PROVIDED PASSAGE:
════
Aviation Agent Test Improvement
Analyze planner behavioral test results and systematically enhance tool definitions, planner prompts, and test coverage.
Critical: Use Existing Infrastructure Only
DO NOT CREATE NEW SCRIPTS. All infrastructure exists:
- •Test Runner:
tests/aviation_agent/test_planner_behavior.py - •Test Cases:
tests/aviation_agent/fixtures/planner_test_cases.json - •CSV Results:
tests/aviation_agent/results/
Quick Start
- •Read existing test cases from
tests/aviation_agent/fixtures/planner_test_cases.json - •Generate new test cases and append to JSON file
- •Run tests:
bash
source ./venv/bin/activate export $(cat web/server/.env | grep -v '^#' | xargs) RUN_PLANNER_BEHAVIOR_TESTS=1 python -m pytest tests/aviation_agent/test_planner_behavior.py -v
- •Report CSV file path and summary metrics
- •If failures exist, analyze CSV and propose code changes
Three-Agent Workflow
For detailed instructions on each agent, see:
- •Ground Truth Generator - Generate expected tool selection for new questions
- •Failure Analysis - Analyze failures and propose fixes
- •Validation - Compare before/after results
Tool Selection Patterns
| Query Type | Tool | Key Arguments |
|---|---|---|
| Routes (from X to Y) | find_airports_near_route | from_location, to_location, filters |
| Near location | find_airports_near_location | location_query, filters |
| Airport details | get_airport_details | icao_code |
| Country search | search_airports | query, filters |
| Notification requirements | get_notification_for_airport | icao, day_of_week |
| Rules question (ONE country) | answer_rules_question | country_code, question, tags |
| Rules browsing (list all) | browse_rules | country_code, tags, offset, limit |
| Rules comparison (2+ countries) | compare_rules_between_countries | countries, tags, category |
Available Filters
| Filter | Type | Description |
|---|---|---|
fuel_type | 'avgas' | 'jet_a' | Preferred over legacy has_avgas/has_jet_a |
has_avgas | boolean | Legacy - still works |
has_jet_a | boolean | Legacy - still works |
has_hard_runway | boolean | Paved/hard surface runways |
has_procedures | boolean | IFR procedures available |
point_of_entry | boolean | Customs/border crossing |
country | string | ISO-2 country code |
min_runway_length_ft | number | Minimum runway length |
max_runway_length_ft | number | Maximum runway length |
max_landing_fee | number | Maximum landing fee |
max_hours_notice | number | Notification requirements |
hotel | boolean | On-site hotel |
restaurant | boolean | On-site restaurant |
Test Case Format
json
{
"question": "User question in natural language",
"expected_tool": "tool_name_from_manifest",
"expected_arguments": {
"arg1": "value1",
"filters": { "filter_key": true }
},
"description": "Why this tool/args combination is correct"
════
AVAILABLE DATA:
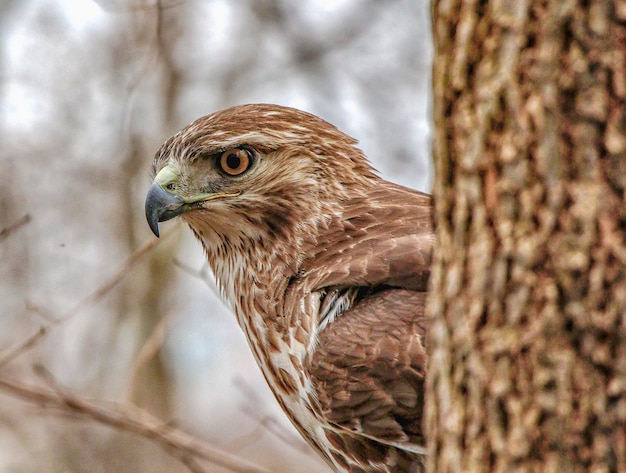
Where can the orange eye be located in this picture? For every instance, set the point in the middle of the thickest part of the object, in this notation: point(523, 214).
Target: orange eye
point(235, 161)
════
THE TASKS:
1: Translate this sentence from the aviation agent test page into Spanish: "Analyze planner behavioral test results and systematically enhance tool definitions, planner prompts, and test coverage."
2: Reproduce the aviation agent test page between "Aviation Agent Test" and "and test coverage.", inclusive, swapping "systematically" for "methodically".
3: Answer these questions about the aviation agent test page:
(a) Which tool is given for a rules comparison involving two or more countries?
(b) What type does the min_runway_length_ft filter have?
(c) In which directory are the CSV results kept?
The listing isn't needed for what comes next.

TASK-BY-TASK OUTPUTS:
1: Analiza los resultados de las pruebas de comportamiento del planificador y mejora sistemáticamente las definiciones de herramientas, las instrucciones del planificador y la cobertura de pruebas.

2:
Aviation Agent Test Improvement
Analyze planner behavioral test results and methodically enhance tool definitions, planner prompts, and test coverage.

3:
(a) compare_rules_between_countries
(b) number
(c) tests/aviation_agent/results/